With the loop in place and arch_get_ram_range() being called inside, these two
can further reduce scope by being moved inside as well.

> +    unsigned int idx = 0;
> +    unsigned long *pages = &numa_node->node_present_pages;
>  
> -    NODE_DATA(nodeid)->node_start_pfn = start_pfn;
> -    NODE_DATA(nodeid)->node_spanned_pages = end_pfn - start_pfn;
> +    numa_node->node_start_pfn = start_pfn;
> +    numa_node->node_spanned_pages = end_pfn - start_pfn;
> +
> +    /* Calculate the number of present RAM pages within the node: */

nit: that last ":" feels a bit out of place

> +    *pages = 0;
> +    do {
> +        int err = arch_get_ram_range(idx++, &start_ram, &end_ram);
> +
> +        if (err == -ENOENT)

Missing spaces between condition and the parenthesis of the conditional. But...

> +            break;
> +        if ( err || start_ram >= end || end_ram <= start )
> +            continue;  /* range is outside of the node, or not usable RAM */
>  
> +        *pages += PFN_DOWN(min(end_ram, end)) - PFN_UP(max(start_ram, start));
> +    } while (1);

... testing for validity rather than invalidity would allow the loop to be
checked for termination on the termination condition rather than the ad-hoc
check inside. That is...

    (untested)

    do {
        paddr_t start_ram, end_ram;
        int err = arch_get_ram_range(idx++, &start_ram, &end_ram);

        if ( !err && start_ram < end && end_ram > start )
            *pages += PFN_DOWN(min(end_ram, end)) -
                      PFN_UP(max(start_ram, start));
    } while (err != ENOENT);

>      node_set_online(nodeid);
>  }
>  
> diff --git a/xen/include/xen/numa.h b/xen/include/xen/numa.h
> index fd1511a6fb..6e82dfd2a8 100644
> --- a/xen/include/xen/numa.h
> +++ b/xen/include/xen/numa.h
> @@ -68,9 +68,28 @@ extern unsigned int memnode_shift;
>  extern unsigned long memnodemapsize;
>  extern nodeid_t *memnodemap;
>  
> +/**
> + * @struct numa_node
> + * @brief Represents the memory information of a NUMA node.
> + *
> + * @var numa_node::node_start_pfn
> + * The starting page frame number (lowest pfn) of the NUMA node.
> + *
> + * @var numa_node::node_spanned_pages
> + * The number of pages spanned by the NUMA node, including memory holes.
> + * Used to get the end of the node memory when scrubbing unallocated memory.
> + *
> + * @var numa_node::node_present_pages
> + * The total number of usable memory pages that are available in this NUMA node.
> + * The value of total_pages would be the sum of all node's node_present_pages.
> + *
> + * The Xen Hypervisor does not use this field internally, but it is useful
> + * for reporting the memory information of NUMA nodes to management tools.

Data taken from a collection:

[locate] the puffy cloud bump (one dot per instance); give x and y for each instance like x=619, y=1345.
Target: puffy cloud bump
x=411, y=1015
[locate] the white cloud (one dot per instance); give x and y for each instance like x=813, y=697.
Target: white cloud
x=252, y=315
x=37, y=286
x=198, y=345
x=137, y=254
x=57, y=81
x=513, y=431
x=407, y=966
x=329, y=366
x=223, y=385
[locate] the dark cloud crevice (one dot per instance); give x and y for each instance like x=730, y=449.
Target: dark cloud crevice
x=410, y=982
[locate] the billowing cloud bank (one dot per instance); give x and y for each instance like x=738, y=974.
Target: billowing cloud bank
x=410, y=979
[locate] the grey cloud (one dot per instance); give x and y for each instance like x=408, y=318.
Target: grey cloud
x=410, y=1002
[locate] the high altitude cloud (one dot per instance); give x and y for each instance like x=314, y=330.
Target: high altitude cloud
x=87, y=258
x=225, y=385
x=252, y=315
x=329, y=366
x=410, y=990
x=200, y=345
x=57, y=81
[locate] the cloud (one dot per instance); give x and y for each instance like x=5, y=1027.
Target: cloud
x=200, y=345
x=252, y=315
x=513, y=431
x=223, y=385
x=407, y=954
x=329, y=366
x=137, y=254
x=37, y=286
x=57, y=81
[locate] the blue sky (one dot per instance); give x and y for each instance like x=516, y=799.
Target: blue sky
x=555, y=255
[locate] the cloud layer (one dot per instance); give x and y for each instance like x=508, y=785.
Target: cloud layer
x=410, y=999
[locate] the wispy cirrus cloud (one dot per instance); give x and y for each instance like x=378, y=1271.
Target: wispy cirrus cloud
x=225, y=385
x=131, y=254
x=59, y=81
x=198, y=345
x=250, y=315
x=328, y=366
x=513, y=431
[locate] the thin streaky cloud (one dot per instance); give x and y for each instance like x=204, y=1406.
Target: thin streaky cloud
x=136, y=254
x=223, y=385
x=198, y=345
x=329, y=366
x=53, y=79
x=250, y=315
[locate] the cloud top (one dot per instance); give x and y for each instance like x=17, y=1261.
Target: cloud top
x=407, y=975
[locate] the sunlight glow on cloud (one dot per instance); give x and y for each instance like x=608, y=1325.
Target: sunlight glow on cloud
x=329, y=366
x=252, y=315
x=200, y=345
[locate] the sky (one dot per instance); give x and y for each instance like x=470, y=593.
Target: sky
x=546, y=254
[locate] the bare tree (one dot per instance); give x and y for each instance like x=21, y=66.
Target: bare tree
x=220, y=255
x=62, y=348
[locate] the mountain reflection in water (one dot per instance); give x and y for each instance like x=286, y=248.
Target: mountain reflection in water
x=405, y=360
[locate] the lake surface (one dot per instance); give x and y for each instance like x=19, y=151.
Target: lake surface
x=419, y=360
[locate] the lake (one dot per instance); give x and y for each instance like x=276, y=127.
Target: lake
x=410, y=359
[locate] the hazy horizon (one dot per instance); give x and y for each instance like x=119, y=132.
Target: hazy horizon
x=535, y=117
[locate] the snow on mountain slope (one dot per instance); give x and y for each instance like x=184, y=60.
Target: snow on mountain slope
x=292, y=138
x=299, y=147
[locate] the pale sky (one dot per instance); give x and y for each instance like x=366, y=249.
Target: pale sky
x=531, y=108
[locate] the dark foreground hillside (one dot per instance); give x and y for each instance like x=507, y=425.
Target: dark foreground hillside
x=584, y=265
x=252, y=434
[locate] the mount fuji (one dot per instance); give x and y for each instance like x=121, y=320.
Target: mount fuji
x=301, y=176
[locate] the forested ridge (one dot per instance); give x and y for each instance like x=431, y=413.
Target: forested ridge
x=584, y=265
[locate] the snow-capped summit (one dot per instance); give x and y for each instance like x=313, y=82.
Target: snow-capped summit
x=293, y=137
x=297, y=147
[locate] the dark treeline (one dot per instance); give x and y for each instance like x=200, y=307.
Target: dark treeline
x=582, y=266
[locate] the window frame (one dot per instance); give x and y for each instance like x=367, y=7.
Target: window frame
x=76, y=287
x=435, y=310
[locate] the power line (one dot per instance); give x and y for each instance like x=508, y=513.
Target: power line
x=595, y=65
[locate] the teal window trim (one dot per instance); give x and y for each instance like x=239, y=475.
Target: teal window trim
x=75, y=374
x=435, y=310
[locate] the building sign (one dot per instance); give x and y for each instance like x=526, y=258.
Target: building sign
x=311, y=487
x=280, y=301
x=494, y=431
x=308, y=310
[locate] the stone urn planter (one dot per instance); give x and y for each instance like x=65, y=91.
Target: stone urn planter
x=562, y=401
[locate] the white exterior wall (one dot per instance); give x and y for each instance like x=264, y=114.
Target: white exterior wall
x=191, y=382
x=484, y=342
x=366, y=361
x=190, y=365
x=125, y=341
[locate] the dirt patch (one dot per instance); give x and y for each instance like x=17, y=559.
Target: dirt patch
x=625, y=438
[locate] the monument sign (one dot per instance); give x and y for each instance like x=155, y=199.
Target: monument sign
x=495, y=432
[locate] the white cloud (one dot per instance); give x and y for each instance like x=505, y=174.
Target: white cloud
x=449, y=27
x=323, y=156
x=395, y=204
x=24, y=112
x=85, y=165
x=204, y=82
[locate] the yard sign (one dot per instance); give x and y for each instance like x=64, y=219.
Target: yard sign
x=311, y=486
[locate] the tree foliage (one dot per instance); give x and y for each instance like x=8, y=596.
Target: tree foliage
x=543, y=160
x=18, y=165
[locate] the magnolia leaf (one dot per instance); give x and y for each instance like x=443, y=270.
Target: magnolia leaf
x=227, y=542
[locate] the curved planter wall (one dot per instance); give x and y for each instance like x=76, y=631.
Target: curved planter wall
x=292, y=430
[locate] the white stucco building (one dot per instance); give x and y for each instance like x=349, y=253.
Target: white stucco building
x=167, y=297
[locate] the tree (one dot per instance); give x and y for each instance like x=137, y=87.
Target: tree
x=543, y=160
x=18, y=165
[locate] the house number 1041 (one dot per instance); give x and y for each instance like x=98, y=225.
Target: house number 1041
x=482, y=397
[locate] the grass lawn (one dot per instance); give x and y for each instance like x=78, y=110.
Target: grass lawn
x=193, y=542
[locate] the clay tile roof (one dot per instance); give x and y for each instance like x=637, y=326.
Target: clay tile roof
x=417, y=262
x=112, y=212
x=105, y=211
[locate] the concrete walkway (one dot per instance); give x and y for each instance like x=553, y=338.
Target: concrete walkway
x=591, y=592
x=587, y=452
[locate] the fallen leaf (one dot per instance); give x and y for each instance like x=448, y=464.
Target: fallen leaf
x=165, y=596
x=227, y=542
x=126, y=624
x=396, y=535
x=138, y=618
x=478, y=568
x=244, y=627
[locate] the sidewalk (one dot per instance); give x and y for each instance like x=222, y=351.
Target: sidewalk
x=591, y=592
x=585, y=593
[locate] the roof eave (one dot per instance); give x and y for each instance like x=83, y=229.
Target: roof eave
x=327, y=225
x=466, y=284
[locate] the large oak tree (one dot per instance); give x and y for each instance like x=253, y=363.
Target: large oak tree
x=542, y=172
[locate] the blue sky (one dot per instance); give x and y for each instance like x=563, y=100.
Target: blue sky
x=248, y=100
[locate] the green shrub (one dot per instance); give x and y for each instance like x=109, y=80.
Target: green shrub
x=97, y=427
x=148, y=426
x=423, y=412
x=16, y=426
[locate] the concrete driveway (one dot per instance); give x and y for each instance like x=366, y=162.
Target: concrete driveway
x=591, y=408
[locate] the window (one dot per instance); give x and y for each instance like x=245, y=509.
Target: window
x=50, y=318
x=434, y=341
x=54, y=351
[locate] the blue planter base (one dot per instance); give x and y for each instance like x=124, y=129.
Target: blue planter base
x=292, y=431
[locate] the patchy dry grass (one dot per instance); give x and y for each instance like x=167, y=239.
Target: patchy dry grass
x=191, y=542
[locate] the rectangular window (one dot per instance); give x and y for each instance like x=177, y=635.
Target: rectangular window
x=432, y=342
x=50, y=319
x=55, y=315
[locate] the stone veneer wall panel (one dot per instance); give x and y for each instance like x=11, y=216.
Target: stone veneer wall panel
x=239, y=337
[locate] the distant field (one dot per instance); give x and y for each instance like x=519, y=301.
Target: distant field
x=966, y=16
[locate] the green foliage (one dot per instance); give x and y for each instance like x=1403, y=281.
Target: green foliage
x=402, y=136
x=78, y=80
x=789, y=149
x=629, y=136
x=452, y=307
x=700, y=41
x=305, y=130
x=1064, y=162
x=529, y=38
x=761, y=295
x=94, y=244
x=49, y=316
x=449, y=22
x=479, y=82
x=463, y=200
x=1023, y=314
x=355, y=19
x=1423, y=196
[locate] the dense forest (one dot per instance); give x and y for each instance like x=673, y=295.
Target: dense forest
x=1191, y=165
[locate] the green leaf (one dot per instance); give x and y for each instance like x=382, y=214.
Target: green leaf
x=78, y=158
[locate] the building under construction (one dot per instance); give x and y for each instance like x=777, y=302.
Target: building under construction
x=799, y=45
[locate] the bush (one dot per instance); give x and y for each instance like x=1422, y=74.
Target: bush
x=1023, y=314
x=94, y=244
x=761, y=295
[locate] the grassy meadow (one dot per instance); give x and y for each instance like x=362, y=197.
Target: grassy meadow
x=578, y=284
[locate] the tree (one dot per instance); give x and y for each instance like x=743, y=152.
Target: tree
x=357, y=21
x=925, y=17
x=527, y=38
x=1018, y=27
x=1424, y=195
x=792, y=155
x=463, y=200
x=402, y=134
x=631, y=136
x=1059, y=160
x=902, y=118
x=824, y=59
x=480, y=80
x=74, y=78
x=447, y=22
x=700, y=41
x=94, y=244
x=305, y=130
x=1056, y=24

§ WHAT IS BEING ASKED
Quote the patch review word for word, starting at "nit: that last" and ending after "(err == -ENOENT)". The items are not needed for anything here.

§ COMPLETE RESPONSE
nit: that last ":" feels a bit out of place

> +    *pages = 0;
> +    do {
> +        int err = arch_get_ram_range(idx++, &start_ram, &end_ram);
> +
> +        if (err == -ENOENT)